* _EXERCISE REQUIREMENTS_: Could you shorten the step in the clearance-splurging guide below that begins "Now it's time to gather the non-sale accessories" while keeping its main facts?

##### PAGE TEXT #####

How to Create a Project out of Clearance Splurging

  1. Take a trip to your favorite store for specific necessities and allow your eyes to take in the plethora of clearance merchandise.
  2. Allow your mind to justify that tool or bolt of fabric by saying to yourself, “I am creating a positive environment for myself and my family/guests.” (Now, don’t you feel the empowerment taking hold?)
  3. While your creative juices are freely flowing and your imagined projects abounding, begin gathering merchandise. Get as many “on sale” products as possible and remember… you can always use these items in the future.
  4. Now it’s time to gather the non-sale accessories to complete the various projects. (If you chose to leave without these, it will give you permission to go shopping somewhere else. Beware, that might cause severe agitation, since the projects you’ve imagined will not be able to be completed and proof of their benefit will be impossible to obtain, hence, canceling out step 2.)
  5. Now that you have gathered all your project(s) materials, calculate the total. Often this total is quite a bit more then you expected.
  6. Refer to step 2
  7. Continue shopping for the items, you originally came for. Don’t despair if you now don’t have the money to get them all. Generic food deals are on every isle, and maybe you have needed to put yourself on a diet.

##### RECORDED INFORMATION #####

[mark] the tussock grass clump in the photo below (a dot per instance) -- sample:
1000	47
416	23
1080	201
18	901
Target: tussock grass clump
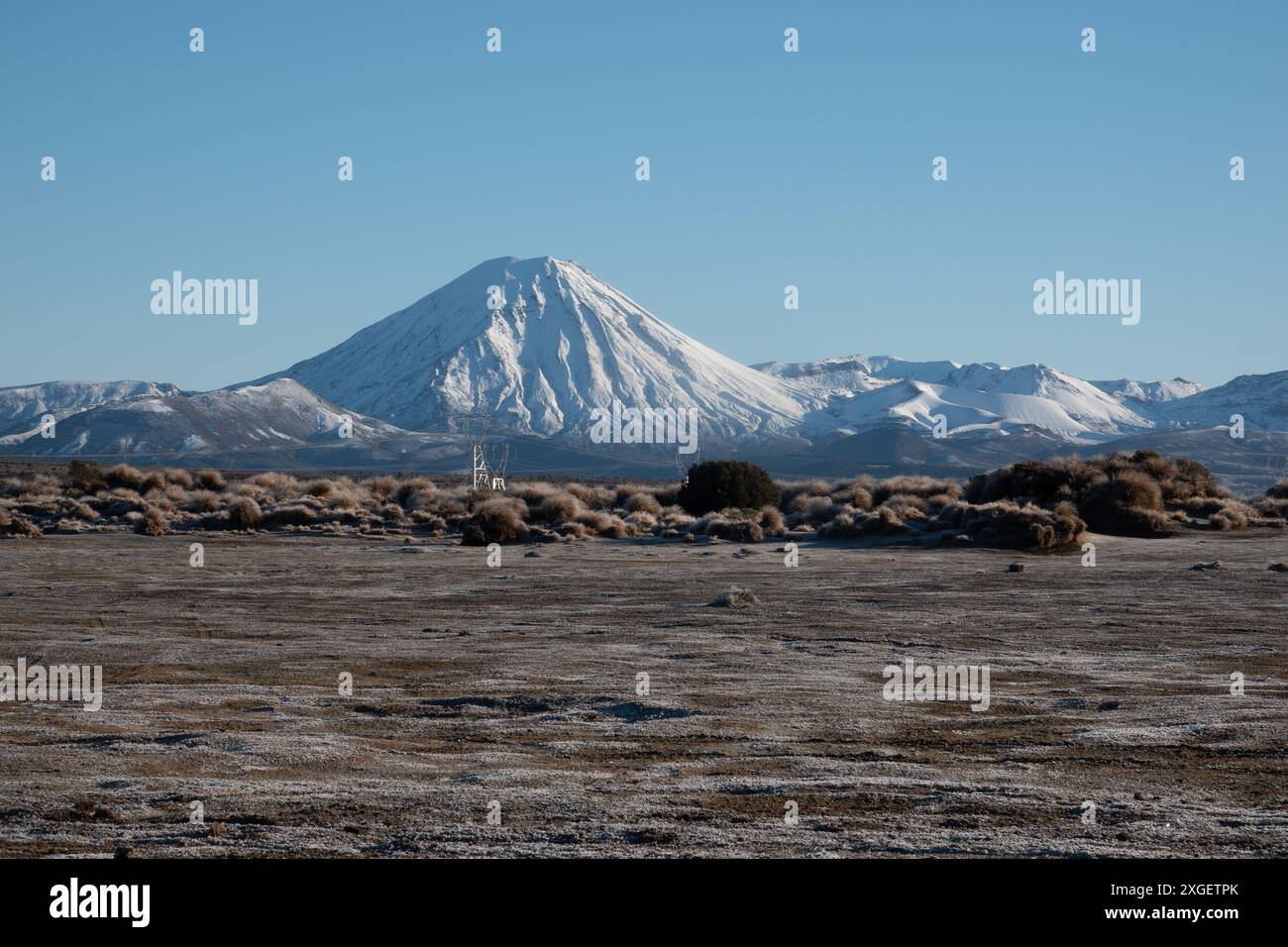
558	508
20	526
913	486
85	475
1042	504
642	502
209	479
734	598
153	523
497	519
244	513
1005	525
124	475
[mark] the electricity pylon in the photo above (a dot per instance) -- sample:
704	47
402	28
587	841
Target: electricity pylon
487	464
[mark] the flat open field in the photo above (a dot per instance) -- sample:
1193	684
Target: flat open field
518	684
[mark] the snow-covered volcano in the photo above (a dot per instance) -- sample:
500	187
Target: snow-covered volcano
542	343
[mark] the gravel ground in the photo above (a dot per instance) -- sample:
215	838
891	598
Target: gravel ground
514	690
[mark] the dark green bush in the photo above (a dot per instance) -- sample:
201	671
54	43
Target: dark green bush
716	484
85	475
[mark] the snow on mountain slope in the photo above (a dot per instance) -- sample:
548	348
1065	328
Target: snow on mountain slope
277	414
22	406
1030	394
832	376
915	403
1149	392
1262	399
562	344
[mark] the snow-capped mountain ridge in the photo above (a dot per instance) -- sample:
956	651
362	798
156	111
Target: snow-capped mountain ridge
542	343
559	344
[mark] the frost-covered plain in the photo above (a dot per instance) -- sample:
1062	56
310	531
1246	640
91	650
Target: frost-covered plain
518	684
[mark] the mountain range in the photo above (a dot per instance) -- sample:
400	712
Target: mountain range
541	346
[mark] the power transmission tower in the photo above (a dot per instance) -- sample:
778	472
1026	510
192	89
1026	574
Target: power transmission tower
487	462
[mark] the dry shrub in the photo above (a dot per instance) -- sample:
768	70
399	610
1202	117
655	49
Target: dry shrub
321	487
244	513
791	496
668	496
593	497
179	478
734	598
346	497
151	523
532	492
202	501
558	508
772	522
725	528
913	486
1128	502
906	505
291	514
642	502
81	510
85	475
604	525
1234	517
815	509
20	526
1005	525
408	488
124	475
1273	508
429	521
497	519
640	521
382	487
209	479
576	531
851	523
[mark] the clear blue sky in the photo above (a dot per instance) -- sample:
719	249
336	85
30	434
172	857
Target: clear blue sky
767	169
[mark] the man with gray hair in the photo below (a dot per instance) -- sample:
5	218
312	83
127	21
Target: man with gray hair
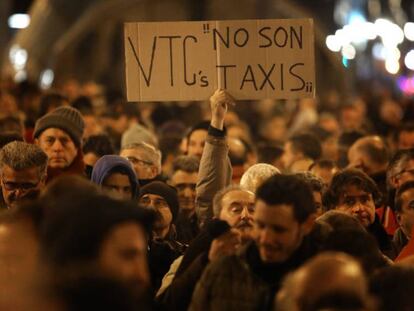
145	159
256	175
23	171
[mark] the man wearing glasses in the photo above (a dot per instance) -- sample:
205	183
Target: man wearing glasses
23	172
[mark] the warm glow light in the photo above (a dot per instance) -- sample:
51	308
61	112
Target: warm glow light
19	21
20	76
409	31
378	51
409	60
392	66
333	43
18	57
46	78
348	51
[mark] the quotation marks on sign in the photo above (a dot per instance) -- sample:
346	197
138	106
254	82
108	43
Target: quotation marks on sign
309	87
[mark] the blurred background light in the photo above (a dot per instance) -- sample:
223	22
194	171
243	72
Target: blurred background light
409	31
333	43
392	66
348	51
19	21
20	76
18	57
378	51
46	79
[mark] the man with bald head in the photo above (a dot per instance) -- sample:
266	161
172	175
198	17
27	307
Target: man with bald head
371	155
337	275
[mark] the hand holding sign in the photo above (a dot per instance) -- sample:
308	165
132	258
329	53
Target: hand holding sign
219	102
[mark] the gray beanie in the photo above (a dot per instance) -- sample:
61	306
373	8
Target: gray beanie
65	118
136	134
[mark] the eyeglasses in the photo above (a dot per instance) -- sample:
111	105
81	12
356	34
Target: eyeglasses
156	203
13	186
137	161
237	209
183	186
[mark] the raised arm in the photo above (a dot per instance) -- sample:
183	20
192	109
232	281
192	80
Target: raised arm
215	169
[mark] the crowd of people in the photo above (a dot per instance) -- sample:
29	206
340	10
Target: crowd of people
291	205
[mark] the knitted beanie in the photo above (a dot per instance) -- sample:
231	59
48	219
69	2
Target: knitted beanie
165	191
65	118
136	134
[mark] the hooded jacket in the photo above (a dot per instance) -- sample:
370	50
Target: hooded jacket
107	164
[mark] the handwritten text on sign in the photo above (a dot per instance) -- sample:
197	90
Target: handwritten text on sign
252	59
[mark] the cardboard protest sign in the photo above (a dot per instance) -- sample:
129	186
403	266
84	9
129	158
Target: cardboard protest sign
252	59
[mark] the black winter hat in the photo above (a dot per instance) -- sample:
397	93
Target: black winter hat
165	191
66	118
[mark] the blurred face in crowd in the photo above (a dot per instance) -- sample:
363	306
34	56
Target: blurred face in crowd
406	140
289	155
275	129
196	143
278	233
358	203
143	166
123	255
92	126
17	185
163	213
237	208
406	216
90	158
185	183
406	174
325	174
118	186
317	198
58	146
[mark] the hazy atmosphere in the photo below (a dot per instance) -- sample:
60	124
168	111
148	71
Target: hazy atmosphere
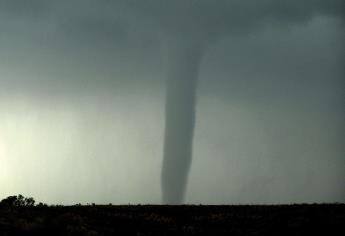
172	101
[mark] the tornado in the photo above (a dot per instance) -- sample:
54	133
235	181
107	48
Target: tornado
182	78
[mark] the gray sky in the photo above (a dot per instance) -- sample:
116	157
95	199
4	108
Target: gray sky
82	100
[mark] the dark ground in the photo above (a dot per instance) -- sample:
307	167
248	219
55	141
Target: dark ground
315	219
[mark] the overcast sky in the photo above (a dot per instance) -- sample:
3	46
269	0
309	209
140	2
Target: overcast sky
82	93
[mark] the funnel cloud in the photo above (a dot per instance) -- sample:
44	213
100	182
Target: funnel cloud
172	101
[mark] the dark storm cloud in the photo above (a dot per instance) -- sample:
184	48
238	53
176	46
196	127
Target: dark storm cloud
279	58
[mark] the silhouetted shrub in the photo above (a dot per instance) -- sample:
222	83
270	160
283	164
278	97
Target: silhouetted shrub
17	201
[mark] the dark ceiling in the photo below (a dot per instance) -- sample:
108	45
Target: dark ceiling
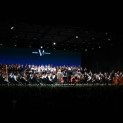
81	34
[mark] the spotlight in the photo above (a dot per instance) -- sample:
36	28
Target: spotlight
77	36
54	43
12	28
86	49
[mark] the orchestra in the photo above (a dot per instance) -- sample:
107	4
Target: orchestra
49	74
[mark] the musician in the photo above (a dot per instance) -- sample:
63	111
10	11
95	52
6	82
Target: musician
59	76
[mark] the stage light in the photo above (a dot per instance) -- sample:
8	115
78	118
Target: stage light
12	27
86	49
54	43
77	36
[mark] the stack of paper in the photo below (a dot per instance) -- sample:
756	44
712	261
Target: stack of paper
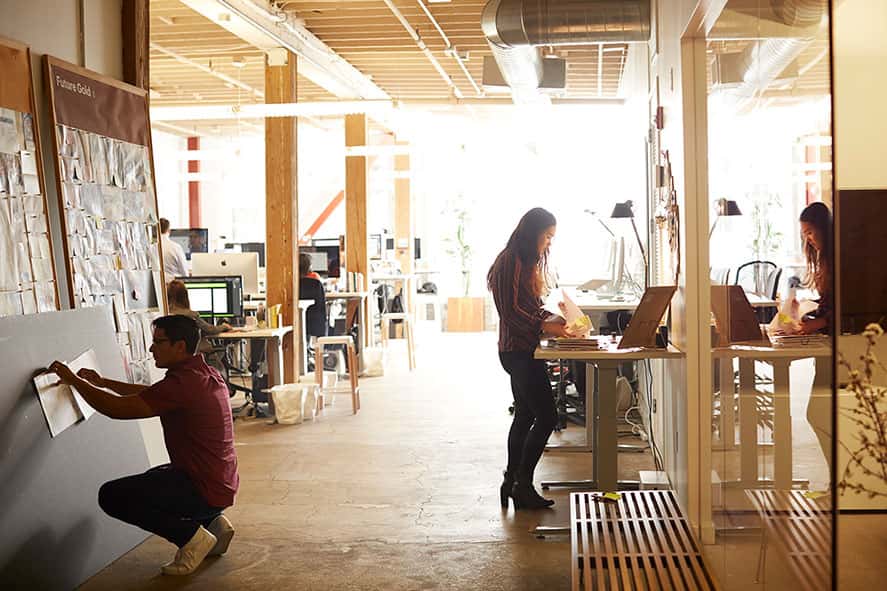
580	344
62	405
800	340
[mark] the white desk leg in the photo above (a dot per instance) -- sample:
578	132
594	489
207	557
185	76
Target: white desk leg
605	451
590	389
727	431
303	360
782	426
748	423
590	437
274	351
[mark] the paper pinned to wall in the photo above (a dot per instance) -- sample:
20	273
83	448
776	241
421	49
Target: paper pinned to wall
63	405
86	360
57	401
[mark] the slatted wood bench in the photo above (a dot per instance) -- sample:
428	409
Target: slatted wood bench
641	542
801	529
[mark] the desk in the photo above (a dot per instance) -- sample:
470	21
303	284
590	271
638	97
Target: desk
600	434
273	338
759	301
592	302
780	358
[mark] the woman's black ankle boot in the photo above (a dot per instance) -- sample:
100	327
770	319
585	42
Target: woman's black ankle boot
526	497
505	489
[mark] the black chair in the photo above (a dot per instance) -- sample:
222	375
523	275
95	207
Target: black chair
761	278
316	322
720	276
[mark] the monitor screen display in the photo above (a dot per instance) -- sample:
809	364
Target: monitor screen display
218	297
191	239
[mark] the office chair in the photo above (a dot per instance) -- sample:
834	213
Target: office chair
720	276
316	321
761	278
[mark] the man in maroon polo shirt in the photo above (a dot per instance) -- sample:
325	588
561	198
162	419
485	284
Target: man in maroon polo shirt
181	501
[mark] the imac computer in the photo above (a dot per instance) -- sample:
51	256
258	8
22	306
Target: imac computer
325	256
216	298
245	264
191	240
616	265
256	247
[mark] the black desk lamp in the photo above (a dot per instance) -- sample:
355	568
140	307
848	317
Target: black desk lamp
724	207
623	210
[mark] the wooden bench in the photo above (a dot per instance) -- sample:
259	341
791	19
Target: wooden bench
640	542
801	529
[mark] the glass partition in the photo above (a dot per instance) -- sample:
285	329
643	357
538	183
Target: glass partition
771	275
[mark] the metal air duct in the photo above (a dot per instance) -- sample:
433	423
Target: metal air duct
515	28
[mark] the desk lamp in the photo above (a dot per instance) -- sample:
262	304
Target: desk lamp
723	207
624	210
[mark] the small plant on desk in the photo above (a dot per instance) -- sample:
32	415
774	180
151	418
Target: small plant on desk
868	456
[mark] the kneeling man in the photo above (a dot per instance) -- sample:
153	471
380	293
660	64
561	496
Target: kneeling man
181	501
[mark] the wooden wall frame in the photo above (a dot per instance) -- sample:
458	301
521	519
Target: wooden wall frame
17	93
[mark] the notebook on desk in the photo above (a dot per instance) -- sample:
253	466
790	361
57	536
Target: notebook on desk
735	318
644	323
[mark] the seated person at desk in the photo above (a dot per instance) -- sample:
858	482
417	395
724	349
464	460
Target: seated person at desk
305	267
517	280
174	262
181	501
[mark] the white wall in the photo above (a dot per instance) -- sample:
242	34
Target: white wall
169	170
860	88
51	27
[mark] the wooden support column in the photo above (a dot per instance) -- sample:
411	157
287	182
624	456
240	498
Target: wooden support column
281	205
193	186
356	259
403	220
135	21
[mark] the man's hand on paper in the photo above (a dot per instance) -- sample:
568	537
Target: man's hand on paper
66	376
91	376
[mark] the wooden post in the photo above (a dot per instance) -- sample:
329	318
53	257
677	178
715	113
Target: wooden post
356	209
136	33
194	205
281	206
403	221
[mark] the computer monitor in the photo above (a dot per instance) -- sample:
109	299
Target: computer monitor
330	248
616	264
245	264
374	246
191	240
217	298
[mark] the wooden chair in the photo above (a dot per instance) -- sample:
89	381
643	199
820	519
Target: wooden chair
352	368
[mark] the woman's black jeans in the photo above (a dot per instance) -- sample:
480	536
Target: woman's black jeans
535	414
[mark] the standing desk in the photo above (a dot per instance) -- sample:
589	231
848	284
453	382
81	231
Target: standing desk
601	435
272	339
780	358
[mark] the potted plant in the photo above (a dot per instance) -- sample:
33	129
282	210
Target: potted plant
464	313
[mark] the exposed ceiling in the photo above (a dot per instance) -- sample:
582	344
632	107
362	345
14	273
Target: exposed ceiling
196	61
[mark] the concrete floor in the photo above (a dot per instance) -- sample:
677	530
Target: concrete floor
404	495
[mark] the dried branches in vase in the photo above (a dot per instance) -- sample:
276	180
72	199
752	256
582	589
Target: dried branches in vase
868	451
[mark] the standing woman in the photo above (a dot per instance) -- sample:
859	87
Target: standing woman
517	280
816	235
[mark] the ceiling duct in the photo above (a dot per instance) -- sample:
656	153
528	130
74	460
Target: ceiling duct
783	33
515	28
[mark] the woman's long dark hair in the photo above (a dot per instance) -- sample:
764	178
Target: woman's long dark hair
177	295
819	262
524	245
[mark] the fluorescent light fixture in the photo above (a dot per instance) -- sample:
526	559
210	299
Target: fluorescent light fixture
264	110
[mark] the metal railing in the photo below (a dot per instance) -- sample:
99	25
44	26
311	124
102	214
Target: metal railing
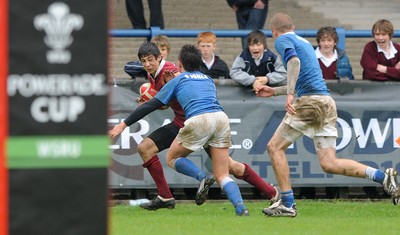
153	31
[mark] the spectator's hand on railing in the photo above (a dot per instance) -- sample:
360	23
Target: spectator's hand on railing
397	66
259	5
381	68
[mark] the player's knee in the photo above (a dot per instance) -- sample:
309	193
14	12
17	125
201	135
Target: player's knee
272	147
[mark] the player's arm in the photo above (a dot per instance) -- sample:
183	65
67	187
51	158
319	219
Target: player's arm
136	115
293	69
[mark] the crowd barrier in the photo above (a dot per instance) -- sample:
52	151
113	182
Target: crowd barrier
153	31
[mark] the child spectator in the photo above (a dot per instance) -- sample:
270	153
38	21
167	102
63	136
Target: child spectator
381	58
257	64
212	65
333	61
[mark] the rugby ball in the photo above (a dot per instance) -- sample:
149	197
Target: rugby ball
147	92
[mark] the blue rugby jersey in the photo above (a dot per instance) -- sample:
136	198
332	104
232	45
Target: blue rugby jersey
196	92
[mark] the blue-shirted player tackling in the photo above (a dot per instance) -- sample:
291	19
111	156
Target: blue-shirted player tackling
312	114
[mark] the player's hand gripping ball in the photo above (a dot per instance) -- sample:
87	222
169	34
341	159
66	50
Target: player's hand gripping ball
147	91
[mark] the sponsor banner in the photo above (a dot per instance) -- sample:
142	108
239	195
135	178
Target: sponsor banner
57	67
57	152
368	126
57	99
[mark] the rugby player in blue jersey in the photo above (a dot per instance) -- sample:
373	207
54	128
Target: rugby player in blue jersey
313	114
206	124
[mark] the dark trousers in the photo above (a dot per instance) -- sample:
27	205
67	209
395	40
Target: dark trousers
135	11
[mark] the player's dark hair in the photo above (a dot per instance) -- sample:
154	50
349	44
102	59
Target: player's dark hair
148	48
190	58
257	36
383	26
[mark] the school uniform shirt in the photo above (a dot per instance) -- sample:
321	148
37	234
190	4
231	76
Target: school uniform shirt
373	55
195	91
157	82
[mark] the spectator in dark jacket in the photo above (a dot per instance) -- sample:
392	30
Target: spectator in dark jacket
212	65
381	57
250	14
257	64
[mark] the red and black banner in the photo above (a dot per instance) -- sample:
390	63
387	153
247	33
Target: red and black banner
56	157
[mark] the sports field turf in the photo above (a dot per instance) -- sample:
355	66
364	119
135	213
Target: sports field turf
334	217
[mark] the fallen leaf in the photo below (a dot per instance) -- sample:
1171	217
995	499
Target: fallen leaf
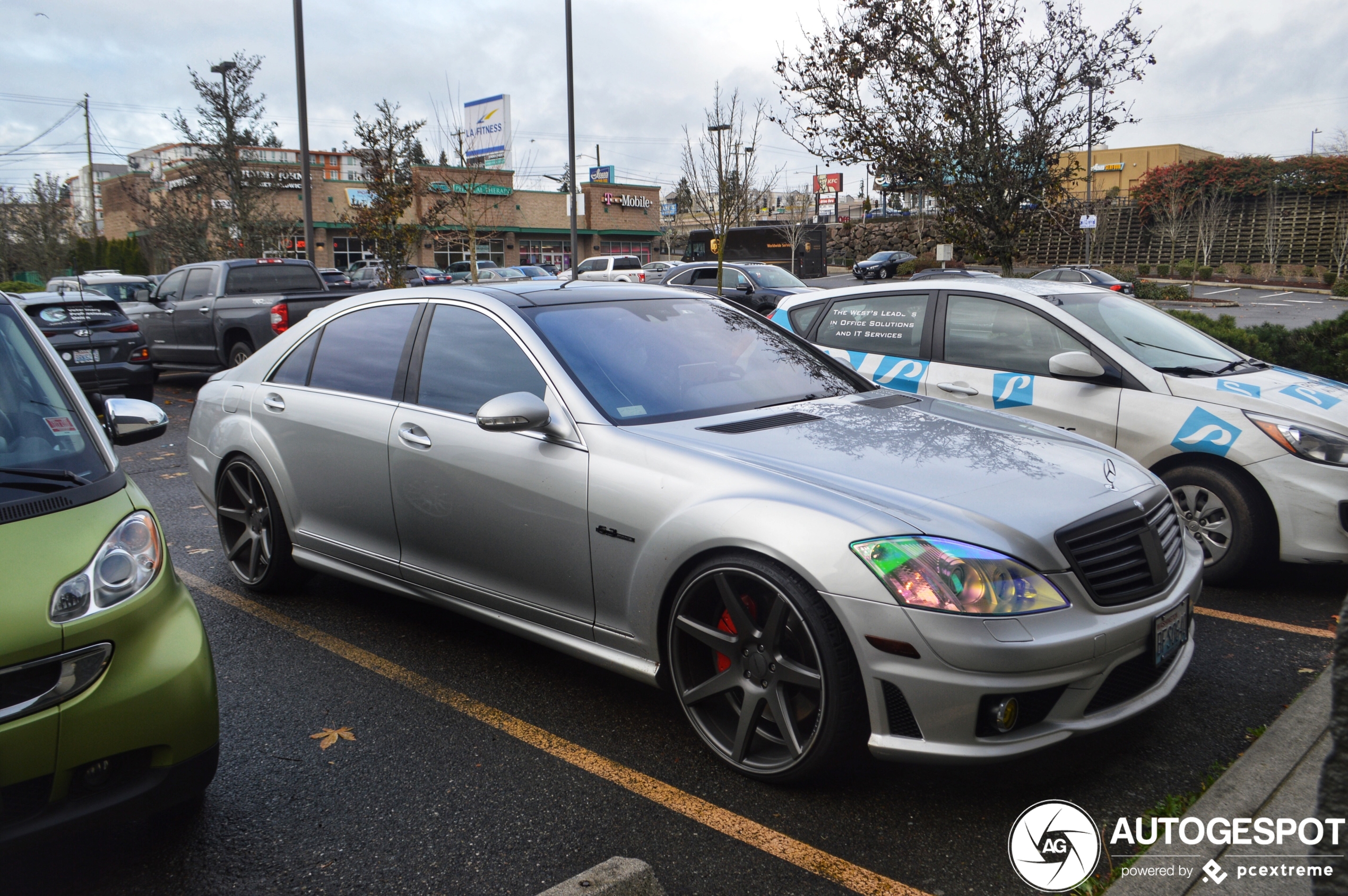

#####

* _RESPONSE AREA_: Next, collect the full-price accessories needed to finish the projects. Leaving without them gives you permission to shop somewhere else, which may cause severe agitation: the imagined projects couldn't be completed, their benefit couldn't be proven, and step 2 would be canceled out.